» SOURCE DOCUMENT
Begin

Papers Relating to the Foreign Relations of the United States, With the Annual Message of the President Transmitted to Congress December 2, 1902
Mr. Merry to Mr. Hill.
San José, March 15, 1902.
Sir: I have the honor to acknowledge the receipt of your cablegram dated March 14. On receipt thereof I sent a cablegram to the minister of foreign affairs of Salvador, copy of which please find herewith, and also copy of my dispatch to him on the same subject, which goes forward via Puntarenas by mail hence to-morrow.
With the hope that this claim is now likely to receive a friendly solution in the near future, I remain, etc.,
Mr. Merry to Mr. Trigueros.
San José, March 15, 1902.
The Washington Government concedes thirty days’ period from the fourteenth of present month to present proofs for arbitration of Gelbtrunk case in manner requested by Salvador. This concludes arrangement to arbitrate this claim, and proofs will be presented accordingly.
Mr. Merry to Mr. Trigueros.
San José, March 15, 1902.
Sir: I have the honor to confirm my cablegram of this date to your excellency. This being in accordance with the request presented in your excellency’s dispatch dated February 19, 1902, I congratulate you that this matter is thus to receive a friendly solution agreeable to both our Governments. The Department of State at Washington will accordingly await the evidence in this case from the Government of El Salvador within the period mutually arranged.
With assurances, etc.,
Award of arbitrators.
in the matter of the arbitration between the united states of America and the Republic of Salvador.
the claim of rosa gelbtrunk.

End

» WRITTEN TASKS
1 – In the correspondence on the Gelbtrunk claim, recast the paragraph beginning "The Washington Government concedes" as a short bulleted list that keeps its main facts.
2 – Extend the correspondence on the Gelbtrunk claim by writing what comes after its final heading.
The lines that come next are taken from a separate source, not from the correspondence on the Gelbtrunk claim.

» GIVEN MATERIAL
Begin

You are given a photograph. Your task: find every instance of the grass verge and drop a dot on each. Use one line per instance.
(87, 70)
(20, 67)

End

» RESPONSES BY TASK
1 –
- Washington grants thirty days, starting from the fourteenth of the current month, to present proofs for arbitration of the Gelbtrunk case, as Salvador requested.
- This concludes the arrangement to arbitrate the claim.
- Proofs will be presented accordingly.

2 –
Certain differences having arisen between the United States and the Republic of Salvador as to the liability of the last-mentioned Republic to pay an indemnity for the loss sustained by certain citizens of the United States, namely, Maurice Gelbtrunk and Isidore Gelbtrunk, members of the firm of Maurice Gelbtrunk & Co., by reason of the loss and destruction of merchandise belonging to the said firm during the occupation of the town of Sensuntepeque, in the month of November, 1898, by a revolutionary force, the said merchandise having been carried off, stolen, or destroyed by the soldiers of the said revolutionary army, which claim was afterwards assigned by the firm of Maurice Gelbtrunk & Co. to Rosa Gelbtrunk, the present claimant; and it having been found impossible to adjust the said differences by diplomatic negotiation, it was agreed by the said Republics to refer the said disputes to the arbitrament and award of the undersigned, Sir Henry Strong, chief justice of Canada; the Hon. Don. M. Dickinson, of Michigan, and the Hon. Señor Don José Rosa Pacas, LL. D., of the city of Santa Anna, in Salvador, who, having taken upon themselves the duty of hearing and determining the said differences, do now, after having read and considered the evidence and documents produced by the parties, respectively, and having heard the parties by their counsel, proceed to make their award, as follows:
The said arbitrators do award, declare, and adjudge that the said United States is not entitled to any payment or indemnity in respect to the claim made by the said Rosa Gelbtrunk.
- Henry Strong.
- Don M. Dickinson.
- José Rosa Pacas.
Re arbitration The United States v. Salvador.
the claim of rosa gelbtrunk.
Opinion of Sir Henry Strong:
In 1898 Maurice Gelbtrunk & Co., a partnership firm composed of Maurice Gelbtrunk and Isidore Gelbtrunk, both of whom were American citizens, were engaged in carrying on a mercantile business in the Central American Republic of Salvador.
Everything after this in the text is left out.